Aim 1 ▸ Retype the lines of the records from the start of the records through the line containing "The layout is", and leave the pictures out of your answer.

Content-Transfer-Encoding: 7bit
Content-Disposition: attachment; filename="Andrew_Morton-2.4_VM_sucks._Again.patch"

From: Andrew Morton <akpm@zip.com.au>
Date: 	Fri, 24 May 2002 12:32:31 -0700
Return-Path: <linux-kernel-owner+jamesclv=40us.ibm.com@vger.kernel.org>
Message-ID: <3CEE954F.9CB99816@zip.com.au>
X-Mailer: Mozilla 4.79 [en] (X11; U; Linux 2.4.19-pre4 i686)
X-Accept-Language: en
MIME-Version: 1.0
To: "Martin J. Bligh" <Martin.Bligh@us.ibm.com>
Cc: Roy Sigurd Karlsbakk <roy@karlsbakk.net>,
 linux-kernel@vger.kernel.org
Subject: Re: [BUG] 2.4 VM sucks. Again
References: <200205241004.g4OA4Ul28364@mail.pronto.tv> <1572079531.1022225730@[10.10.2.3]>
Content-Type: text/plain;
  charset=us-ascii
Content-Transfer-Encoding: 7bit
Sender: linux-kernel-owner@vger.kernel.org
Precedence: bulk
X-Mailing-List: 	linux-kernel@vger.kernel.org
Status: R 
X-Status: N

"Martin J. Bligh" wrote:
> 
> >> Sounds like exactly the same problem we were having. There are two
> >> approaches to solving this - Andrea has a patch that tries to free them
> >> under memory pressure, akpm has a patch that hacks them down as soon
> >> as you've fininshed with them (posted to lse-tech mailing list). Both
> >> approaches seemed to work for me, but the performance of the fixes still
> >> has to be established.
> >
> > Where can I find the akpm patch?
> 
> http://marc.theaimsgroup.com/?l=lse-tech&m=102083525007877&w=2
> 
> > Any plans to merge this into the main kernel, giving a choice
> > (in config or /proc) to enable this?

Aim 2 ▸ List every header field name in the email message that begins with "X-".

Provided entries ▸

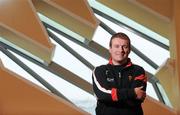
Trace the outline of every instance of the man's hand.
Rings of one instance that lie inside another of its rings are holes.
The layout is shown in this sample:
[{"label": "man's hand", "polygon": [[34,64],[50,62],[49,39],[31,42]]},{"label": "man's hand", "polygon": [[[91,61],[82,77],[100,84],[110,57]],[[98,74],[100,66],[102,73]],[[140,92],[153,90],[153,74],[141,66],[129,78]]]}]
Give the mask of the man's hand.
[{"label": "man's hand", "polygon": [[136,99],[144,100],[146,97],[146,92],[142,90],[143,86],[134,88],[136,93]]}]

Complete output 1 ▸
Trace the outline of every instance of the man's hand.
Rings of one instance that lie inside another of its rings are holes.
The layout is shown in this sample:

Complete output 2 ▸
X-Mailer
X-Accept-Language
X-Mailing-List
X-Status